What you should do: Taking the data below line by line, count those that include the word "jacket" and report the number alone.

Provided records:
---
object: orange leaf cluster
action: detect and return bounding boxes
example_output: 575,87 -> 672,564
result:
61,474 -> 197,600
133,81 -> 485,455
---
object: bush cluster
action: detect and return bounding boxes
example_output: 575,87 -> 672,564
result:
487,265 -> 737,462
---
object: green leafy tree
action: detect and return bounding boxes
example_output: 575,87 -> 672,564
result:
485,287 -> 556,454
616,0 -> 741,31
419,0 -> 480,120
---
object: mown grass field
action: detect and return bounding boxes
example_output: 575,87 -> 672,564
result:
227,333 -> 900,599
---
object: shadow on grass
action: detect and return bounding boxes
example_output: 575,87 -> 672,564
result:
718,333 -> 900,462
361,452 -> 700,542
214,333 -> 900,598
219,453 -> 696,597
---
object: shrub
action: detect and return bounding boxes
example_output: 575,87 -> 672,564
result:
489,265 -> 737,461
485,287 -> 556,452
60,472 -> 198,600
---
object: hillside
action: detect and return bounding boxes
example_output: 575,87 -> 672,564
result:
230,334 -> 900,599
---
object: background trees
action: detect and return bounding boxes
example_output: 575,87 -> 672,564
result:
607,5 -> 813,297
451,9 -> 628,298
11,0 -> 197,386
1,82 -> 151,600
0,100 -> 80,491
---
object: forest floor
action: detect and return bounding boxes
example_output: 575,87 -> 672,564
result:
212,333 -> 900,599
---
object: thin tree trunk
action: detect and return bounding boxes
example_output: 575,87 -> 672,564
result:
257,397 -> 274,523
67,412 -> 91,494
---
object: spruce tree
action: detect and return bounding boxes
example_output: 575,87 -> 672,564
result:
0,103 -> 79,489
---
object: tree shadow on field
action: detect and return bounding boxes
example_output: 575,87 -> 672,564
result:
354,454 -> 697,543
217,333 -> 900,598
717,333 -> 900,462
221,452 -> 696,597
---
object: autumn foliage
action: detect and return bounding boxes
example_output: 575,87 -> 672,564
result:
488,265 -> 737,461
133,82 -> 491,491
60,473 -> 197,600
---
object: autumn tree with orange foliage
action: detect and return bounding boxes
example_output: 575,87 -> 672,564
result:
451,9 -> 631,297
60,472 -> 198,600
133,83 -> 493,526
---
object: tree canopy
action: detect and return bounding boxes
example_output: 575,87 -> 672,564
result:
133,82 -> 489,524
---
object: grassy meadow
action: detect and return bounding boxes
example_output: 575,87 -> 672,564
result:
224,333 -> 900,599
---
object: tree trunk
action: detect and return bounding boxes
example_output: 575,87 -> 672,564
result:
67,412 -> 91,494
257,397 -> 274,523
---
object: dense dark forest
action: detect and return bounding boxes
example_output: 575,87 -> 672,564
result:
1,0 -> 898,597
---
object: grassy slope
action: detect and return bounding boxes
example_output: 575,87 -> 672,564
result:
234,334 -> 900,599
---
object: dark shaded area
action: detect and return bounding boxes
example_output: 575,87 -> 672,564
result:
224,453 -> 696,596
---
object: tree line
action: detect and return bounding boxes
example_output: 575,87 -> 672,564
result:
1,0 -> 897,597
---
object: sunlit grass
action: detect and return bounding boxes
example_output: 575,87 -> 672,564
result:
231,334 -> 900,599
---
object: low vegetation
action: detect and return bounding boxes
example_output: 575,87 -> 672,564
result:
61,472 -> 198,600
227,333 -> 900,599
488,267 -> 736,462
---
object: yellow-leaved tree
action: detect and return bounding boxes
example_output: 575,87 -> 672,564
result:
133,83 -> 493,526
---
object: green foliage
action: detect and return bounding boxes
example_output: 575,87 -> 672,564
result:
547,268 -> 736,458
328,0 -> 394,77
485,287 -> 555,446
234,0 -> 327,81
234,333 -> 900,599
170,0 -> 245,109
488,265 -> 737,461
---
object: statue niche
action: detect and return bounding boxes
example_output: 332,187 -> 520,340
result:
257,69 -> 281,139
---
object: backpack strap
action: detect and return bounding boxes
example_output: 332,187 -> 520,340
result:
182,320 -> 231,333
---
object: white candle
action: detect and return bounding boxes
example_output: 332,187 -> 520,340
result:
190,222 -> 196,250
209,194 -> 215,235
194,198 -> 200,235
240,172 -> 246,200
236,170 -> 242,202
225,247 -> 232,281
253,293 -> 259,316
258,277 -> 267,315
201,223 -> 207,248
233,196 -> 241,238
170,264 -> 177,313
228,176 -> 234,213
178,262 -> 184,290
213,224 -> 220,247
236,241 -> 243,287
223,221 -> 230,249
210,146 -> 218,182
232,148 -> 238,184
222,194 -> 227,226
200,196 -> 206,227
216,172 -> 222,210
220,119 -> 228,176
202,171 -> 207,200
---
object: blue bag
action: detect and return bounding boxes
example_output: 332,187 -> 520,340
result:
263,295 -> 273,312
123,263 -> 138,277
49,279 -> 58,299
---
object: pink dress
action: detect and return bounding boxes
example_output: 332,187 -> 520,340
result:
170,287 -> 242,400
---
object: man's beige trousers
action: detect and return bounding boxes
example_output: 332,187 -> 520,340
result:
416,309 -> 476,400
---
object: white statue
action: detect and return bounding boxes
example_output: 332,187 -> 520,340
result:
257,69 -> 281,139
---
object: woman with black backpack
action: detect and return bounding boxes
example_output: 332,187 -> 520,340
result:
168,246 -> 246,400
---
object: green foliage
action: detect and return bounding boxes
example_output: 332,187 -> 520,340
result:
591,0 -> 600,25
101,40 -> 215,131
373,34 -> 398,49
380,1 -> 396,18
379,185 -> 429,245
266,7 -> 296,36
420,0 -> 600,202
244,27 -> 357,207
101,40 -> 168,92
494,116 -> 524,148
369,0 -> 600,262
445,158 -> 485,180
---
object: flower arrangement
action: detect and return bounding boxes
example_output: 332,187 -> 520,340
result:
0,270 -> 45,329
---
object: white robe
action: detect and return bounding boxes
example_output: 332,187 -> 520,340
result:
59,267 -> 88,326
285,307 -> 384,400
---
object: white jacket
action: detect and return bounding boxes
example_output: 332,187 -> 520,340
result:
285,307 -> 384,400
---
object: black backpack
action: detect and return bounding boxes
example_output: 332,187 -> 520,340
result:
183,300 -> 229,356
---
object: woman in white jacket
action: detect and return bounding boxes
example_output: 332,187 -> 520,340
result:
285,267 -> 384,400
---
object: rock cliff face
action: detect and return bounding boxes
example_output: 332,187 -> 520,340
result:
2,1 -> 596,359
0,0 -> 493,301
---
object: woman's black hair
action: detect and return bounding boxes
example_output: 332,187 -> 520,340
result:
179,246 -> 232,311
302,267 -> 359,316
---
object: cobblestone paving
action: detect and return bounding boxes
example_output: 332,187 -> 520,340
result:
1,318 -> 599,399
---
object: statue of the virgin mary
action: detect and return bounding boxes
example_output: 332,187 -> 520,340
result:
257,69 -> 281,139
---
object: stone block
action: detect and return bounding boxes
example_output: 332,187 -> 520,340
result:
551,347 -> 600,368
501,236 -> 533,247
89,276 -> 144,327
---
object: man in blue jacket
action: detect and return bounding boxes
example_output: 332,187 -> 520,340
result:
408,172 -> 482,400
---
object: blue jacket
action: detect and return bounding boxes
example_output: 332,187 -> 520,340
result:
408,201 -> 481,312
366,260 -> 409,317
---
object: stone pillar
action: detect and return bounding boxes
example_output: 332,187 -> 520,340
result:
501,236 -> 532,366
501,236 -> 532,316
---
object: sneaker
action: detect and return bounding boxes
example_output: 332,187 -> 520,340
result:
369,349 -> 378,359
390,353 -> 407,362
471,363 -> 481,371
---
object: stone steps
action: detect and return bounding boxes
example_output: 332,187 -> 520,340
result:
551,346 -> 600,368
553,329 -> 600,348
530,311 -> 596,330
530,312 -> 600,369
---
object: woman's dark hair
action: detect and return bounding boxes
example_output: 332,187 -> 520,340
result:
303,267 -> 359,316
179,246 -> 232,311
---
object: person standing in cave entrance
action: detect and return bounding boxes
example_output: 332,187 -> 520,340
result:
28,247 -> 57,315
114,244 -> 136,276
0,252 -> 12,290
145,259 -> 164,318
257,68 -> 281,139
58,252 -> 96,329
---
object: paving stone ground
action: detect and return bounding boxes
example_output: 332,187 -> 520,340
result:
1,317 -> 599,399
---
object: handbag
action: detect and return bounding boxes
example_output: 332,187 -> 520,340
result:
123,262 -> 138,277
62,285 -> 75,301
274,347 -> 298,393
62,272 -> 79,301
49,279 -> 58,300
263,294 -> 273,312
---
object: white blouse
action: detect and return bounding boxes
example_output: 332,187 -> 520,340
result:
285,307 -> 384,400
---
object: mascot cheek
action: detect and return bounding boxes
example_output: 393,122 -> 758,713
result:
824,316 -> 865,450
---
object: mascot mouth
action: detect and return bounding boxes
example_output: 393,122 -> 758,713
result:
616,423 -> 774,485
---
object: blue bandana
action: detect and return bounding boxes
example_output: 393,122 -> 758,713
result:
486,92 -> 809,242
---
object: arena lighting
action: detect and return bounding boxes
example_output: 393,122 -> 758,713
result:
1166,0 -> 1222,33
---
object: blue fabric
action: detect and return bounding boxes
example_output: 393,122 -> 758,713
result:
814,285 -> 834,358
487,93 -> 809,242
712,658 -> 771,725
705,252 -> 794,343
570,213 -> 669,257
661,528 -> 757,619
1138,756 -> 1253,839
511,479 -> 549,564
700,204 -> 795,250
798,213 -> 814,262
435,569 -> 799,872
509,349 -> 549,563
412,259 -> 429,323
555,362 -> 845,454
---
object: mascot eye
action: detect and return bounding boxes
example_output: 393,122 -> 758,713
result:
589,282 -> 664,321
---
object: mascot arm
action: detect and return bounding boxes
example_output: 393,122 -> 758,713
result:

Output of the task: 4